Set problem - Identify every line below that contains the string "white", matching case exactly, and copy each such line in full.

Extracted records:

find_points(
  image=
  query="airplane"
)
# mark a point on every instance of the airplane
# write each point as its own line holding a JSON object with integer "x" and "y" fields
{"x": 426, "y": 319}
...
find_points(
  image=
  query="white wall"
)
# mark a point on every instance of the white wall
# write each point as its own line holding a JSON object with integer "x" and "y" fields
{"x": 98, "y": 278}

The response -
  query="white wall"
# mark a point on every instance of the white wall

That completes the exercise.